_Exercise_
Copy exactly the last part of the entries, starting from the line with "[spot] the salt" and including the final line.

_Exercise material_

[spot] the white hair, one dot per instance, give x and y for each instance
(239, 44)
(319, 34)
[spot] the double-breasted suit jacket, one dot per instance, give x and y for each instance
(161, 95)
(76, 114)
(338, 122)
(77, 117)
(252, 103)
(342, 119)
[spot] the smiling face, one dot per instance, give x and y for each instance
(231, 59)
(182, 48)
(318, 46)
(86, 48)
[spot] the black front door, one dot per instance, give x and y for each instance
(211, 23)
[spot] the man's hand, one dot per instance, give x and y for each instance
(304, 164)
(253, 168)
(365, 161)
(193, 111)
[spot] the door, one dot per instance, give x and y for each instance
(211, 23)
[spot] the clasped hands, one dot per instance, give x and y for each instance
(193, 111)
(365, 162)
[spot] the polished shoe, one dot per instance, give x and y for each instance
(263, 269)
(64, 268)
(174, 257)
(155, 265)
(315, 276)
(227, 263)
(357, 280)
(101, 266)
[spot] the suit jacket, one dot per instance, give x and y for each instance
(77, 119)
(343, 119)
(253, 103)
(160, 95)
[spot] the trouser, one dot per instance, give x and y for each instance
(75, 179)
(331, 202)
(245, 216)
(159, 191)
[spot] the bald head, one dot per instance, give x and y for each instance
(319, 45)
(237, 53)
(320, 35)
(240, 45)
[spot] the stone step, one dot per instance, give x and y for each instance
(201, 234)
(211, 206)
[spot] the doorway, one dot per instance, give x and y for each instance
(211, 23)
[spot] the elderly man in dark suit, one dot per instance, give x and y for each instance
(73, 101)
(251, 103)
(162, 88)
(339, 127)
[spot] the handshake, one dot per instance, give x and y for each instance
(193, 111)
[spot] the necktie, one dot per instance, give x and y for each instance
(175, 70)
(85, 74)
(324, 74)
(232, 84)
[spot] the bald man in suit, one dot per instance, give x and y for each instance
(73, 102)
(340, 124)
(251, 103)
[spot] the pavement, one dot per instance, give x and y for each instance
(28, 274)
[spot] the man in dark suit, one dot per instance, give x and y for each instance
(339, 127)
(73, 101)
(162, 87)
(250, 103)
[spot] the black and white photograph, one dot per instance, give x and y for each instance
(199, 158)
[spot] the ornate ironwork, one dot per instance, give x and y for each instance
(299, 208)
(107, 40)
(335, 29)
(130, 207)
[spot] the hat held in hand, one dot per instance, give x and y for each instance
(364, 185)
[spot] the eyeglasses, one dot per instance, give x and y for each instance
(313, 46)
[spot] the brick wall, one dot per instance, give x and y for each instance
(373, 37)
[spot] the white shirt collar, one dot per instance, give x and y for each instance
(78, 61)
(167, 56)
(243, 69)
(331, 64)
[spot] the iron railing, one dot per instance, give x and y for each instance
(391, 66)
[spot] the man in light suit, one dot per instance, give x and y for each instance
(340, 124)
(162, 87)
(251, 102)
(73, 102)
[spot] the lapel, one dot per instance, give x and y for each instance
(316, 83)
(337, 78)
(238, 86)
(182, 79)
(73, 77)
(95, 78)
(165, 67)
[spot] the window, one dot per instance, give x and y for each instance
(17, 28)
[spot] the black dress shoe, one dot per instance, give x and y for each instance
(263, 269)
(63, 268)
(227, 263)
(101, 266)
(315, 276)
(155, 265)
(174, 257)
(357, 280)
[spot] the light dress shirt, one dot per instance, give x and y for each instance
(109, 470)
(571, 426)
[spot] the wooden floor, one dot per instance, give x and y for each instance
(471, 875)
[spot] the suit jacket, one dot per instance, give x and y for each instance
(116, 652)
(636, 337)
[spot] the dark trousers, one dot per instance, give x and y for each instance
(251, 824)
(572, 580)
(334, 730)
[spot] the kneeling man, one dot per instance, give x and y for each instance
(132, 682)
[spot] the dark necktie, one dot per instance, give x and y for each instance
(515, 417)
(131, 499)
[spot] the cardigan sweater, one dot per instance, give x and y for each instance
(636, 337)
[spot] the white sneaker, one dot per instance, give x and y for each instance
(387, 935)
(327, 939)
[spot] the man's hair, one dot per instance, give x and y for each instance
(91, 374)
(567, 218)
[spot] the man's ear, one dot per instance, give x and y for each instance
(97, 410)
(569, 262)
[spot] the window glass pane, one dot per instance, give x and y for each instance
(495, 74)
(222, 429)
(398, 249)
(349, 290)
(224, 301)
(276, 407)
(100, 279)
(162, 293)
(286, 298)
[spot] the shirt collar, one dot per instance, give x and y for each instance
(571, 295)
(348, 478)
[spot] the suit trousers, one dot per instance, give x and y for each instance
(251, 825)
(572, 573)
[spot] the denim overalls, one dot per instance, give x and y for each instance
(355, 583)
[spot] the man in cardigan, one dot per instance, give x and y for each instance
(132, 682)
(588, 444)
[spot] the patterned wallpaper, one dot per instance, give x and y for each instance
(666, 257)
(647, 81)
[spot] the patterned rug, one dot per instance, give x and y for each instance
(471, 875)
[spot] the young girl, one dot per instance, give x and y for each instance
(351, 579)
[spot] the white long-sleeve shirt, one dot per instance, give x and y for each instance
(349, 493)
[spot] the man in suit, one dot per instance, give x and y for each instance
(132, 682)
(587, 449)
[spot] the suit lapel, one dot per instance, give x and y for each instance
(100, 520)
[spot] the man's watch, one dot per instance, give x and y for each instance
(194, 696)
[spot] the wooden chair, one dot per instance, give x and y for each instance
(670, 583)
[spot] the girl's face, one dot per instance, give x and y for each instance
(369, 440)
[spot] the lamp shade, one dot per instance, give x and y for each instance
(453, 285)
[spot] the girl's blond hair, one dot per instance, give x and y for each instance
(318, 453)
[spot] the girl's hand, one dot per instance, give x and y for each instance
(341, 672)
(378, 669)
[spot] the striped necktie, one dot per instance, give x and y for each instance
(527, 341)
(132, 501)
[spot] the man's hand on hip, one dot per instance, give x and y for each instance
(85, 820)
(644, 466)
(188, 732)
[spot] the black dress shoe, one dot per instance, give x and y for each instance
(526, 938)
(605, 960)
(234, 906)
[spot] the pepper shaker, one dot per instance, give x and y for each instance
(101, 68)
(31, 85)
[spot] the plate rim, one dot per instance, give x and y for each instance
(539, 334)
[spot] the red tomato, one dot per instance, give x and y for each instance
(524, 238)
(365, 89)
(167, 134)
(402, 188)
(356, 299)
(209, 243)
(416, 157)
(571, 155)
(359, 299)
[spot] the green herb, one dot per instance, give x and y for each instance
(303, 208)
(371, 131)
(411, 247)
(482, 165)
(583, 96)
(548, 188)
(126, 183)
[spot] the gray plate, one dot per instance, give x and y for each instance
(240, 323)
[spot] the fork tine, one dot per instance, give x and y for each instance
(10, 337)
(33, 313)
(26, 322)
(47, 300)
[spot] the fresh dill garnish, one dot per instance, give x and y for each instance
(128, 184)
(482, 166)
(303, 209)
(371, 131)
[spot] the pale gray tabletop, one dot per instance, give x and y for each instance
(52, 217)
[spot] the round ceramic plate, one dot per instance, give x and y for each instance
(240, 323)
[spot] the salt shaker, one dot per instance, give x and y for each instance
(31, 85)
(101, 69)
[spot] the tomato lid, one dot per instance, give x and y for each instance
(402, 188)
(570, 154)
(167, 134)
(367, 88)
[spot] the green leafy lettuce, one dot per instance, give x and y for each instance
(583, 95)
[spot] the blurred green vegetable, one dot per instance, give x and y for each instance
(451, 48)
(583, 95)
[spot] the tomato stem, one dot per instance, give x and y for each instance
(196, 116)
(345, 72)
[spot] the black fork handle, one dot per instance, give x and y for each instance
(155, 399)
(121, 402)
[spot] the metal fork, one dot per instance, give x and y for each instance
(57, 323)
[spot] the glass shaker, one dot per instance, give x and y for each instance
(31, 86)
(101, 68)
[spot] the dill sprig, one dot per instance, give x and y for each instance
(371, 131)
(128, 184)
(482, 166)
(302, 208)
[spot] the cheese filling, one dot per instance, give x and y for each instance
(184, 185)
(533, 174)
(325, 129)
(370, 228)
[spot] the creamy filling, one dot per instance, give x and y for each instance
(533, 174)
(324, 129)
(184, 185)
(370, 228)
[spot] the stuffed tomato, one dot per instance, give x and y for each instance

_The response_
[spot] the salt shaker, one dot per instance, give x and y for each instance
(31, 85)
(101, 69)
[spot] the tomato lid, one dot per instance, give x and y for each instance
(402, 188)
(570, 154)
(167, 134)
(367, 88)
[spot] the green leafy lettuce, one dot per instance, give x and y for each instance
(583, 95)
[spot] the blurred green vegetable, one dot per instance, give x and y for each instance
(451, 48)
(583, 95)
[spot] the tomato stem, one dot per instance, give x and y for each instance
(196, 116)
(345, 72)
[spot] the black fork handle, one dot per instance, give x and y for each instance
(155, 399)
(121, 402)
[spot] the metal fork, one dot per instance, give x and y for each instance
(57, 323)
[spot] the glass shaker, one dot per instance, give x and y for each instance
(31, 86)
(101, 68)
[spot] the dill sprig, one dot per instance, give x and y for each instance
(371, 131)
(128, 184)
(482, 166)
(302, 208)
[spot] the cheese filling, one dot per instance, give x and y for each instance
(184, 185)
(533, 174)
(325, 129)
(370, 228)
[spot] the creamy filling, one dot per instance, give x and y for each instance
(533, 174)
(324, 129)
(184, 185)
(370, 228)
[spot] the stuffed tomato, one dot per instance, give x and y for each instance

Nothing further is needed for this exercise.